### Aim
Copy out the records below with "sneaker sole" swapped for "shoe sole" at every occurrence, leaving everything else unchanged.

***

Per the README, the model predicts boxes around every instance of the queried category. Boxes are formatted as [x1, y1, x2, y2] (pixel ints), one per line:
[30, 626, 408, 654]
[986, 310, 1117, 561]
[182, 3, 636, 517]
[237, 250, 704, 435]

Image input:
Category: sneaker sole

***

### Written answer
Per the README, the model predicts boxes around every instance of the queried category. Boxes are formatted as [x1, y1, x2, y2] (pixel ints), one per line:
[30, 626, 408, 654]
[986, 310, 1117, 561]
[182, 3, 636, 517]
[237, 250, 704, 435]

Image input:
Category: shoe sole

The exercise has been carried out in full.